TASK BRIEF.
Extract every line of the listing below and reproduce each one word for word.
===============
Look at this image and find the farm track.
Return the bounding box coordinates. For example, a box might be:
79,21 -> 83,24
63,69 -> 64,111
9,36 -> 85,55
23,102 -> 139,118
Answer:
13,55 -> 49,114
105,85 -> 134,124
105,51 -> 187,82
===============
SOLUTION.
Look at this image and find the farm track.
Return the bounding box coordinates. For example, a box might be:
79,21 -> 83,24
63,69 -> 64,111
9,36 -> 85,55
23,102 -> 139,118
Answer:
13,55 -> 49,114
105,85 -> 134,124
105,51 -> 187,82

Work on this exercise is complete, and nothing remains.